# SUPPLIED INFORMATION:
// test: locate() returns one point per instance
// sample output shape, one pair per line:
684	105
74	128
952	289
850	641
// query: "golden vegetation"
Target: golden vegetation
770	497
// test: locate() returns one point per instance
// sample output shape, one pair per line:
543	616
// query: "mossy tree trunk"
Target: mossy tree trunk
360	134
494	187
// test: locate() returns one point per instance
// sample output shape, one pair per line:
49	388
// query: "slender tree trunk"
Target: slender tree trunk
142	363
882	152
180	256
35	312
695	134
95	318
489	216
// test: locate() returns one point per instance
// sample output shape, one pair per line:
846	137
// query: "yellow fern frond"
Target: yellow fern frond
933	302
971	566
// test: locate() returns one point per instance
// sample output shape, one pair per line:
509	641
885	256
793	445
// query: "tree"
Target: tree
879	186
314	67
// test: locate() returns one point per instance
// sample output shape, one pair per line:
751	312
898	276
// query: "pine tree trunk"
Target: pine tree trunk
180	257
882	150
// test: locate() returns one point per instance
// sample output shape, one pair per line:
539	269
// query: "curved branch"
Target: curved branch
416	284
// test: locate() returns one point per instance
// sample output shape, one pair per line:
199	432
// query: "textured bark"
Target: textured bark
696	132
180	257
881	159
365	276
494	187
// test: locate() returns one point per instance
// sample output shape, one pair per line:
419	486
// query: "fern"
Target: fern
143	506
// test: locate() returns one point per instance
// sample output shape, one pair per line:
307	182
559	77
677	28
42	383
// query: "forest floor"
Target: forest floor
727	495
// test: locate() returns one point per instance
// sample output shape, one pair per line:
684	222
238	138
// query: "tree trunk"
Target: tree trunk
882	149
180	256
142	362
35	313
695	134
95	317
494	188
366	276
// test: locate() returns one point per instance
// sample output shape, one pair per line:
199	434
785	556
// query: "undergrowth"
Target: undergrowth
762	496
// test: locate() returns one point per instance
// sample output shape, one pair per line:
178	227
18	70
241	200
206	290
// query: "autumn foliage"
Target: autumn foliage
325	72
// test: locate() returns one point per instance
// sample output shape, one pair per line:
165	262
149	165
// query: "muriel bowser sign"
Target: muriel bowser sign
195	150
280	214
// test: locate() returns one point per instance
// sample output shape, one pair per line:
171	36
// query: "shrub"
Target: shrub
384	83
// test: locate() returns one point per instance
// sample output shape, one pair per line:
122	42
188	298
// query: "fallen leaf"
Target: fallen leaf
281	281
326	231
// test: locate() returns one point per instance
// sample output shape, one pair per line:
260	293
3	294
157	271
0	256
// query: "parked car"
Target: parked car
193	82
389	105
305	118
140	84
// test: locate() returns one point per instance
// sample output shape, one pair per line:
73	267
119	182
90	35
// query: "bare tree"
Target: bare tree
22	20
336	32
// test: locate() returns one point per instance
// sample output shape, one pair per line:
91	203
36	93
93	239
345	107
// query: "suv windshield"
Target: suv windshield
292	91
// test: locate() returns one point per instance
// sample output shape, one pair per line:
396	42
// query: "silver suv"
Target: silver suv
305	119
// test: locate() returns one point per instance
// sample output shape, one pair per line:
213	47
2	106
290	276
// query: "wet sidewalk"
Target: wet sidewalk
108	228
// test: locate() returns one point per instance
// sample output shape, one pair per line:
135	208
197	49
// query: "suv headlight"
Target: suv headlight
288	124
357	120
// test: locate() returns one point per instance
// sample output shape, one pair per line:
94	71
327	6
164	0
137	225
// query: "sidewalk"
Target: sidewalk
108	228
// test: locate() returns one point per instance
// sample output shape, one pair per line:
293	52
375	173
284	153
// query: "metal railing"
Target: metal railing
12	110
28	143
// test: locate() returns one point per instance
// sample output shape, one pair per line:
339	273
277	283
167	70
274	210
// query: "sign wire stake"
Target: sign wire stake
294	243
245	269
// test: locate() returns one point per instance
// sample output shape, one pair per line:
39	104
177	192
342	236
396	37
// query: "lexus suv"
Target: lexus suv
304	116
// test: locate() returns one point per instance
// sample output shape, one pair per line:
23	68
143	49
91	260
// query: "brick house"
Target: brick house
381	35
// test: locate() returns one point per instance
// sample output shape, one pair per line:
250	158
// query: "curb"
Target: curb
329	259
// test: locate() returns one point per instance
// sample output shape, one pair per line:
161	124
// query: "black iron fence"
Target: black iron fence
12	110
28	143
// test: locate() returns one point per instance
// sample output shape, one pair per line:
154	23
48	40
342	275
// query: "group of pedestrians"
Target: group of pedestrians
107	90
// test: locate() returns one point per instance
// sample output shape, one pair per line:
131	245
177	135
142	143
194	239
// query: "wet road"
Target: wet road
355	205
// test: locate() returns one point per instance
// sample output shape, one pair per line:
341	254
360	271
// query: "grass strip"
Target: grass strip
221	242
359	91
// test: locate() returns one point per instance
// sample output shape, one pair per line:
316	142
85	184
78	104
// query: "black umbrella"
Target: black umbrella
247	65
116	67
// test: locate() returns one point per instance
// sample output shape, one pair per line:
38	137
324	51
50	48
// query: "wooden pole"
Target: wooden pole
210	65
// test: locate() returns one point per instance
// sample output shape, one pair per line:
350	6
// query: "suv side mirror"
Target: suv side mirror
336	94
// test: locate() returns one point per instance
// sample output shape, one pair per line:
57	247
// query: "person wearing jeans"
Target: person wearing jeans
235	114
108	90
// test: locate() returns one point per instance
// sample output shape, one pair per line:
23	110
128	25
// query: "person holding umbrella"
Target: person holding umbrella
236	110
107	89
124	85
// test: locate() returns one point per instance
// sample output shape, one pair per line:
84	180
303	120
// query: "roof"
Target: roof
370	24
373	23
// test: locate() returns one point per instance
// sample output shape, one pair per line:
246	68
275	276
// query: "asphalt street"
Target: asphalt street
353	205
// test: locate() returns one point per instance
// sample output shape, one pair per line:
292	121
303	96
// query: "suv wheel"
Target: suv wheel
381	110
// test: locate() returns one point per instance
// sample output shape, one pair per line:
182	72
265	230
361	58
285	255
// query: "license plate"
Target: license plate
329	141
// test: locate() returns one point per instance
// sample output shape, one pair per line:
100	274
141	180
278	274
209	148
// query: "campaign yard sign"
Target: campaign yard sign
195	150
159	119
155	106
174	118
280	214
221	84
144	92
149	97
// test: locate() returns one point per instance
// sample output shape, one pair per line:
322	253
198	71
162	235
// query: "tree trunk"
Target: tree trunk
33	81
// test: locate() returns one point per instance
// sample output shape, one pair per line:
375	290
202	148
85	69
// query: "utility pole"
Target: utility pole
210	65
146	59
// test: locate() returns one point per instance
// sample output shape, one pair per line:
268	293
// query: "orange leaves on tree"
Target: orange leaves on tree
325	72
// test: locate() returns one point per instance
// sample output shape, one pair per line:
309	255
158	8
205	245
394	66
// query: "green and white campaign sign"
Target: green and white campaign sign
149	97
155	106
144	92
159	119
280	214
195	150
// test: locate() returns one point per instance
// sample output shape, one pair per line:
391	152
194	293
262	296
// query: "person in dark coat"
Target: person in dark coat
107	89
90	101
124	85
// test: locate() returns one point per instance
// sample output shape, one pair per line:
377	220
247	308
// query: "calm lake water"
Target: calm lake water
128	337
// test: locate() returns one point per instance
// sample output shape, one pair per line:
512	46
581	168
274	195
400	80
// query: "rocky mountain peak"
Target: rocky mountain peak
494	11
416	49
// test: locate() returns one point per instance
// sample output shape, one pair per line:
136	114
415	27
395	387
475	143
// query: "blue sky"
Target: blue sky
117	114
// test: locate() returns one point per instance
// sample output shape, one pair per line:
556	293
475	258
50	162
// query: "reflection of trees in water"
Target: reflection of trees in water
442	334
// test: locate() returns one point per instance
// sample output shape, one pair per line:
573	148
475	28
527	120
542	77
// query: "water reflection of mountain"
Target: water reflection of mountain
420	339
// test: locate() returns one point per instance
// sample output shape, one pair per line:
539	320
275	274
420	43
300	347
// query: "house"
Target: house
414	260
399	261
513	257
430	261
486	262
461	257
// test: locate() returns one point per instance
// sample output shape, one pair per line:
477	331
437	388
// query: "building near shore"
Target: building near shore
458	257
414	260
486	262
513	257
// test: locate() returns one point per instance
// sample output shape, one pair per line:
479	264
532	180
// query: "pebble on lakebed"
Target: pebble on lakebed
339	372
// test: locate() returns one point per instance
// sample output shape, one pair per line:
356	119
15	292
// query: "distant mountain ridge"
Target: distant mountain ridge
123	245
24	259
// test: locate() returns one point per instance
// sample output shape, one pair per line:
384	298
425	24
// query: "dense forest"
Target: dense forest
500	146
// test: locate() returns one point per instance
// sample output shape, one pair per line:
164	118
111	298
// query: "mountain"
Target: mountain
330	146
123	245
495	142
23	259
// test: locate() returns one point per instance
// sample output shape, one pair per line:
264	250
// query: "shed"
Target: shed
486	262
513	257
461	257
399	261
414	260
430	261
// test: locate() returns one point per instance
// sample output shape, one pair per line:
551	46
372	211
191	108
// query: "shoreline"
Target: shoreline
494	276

# EXERCISE DESCRIPTION:
Which lines of the records contain the string "black"? List every one of them in full, and treat uppercase and lowercase as different.

# WRITTEN REPLY:
// query: "black iron fence"
Target: black iron fence
// query: "black umbrella"
Target: black umbrella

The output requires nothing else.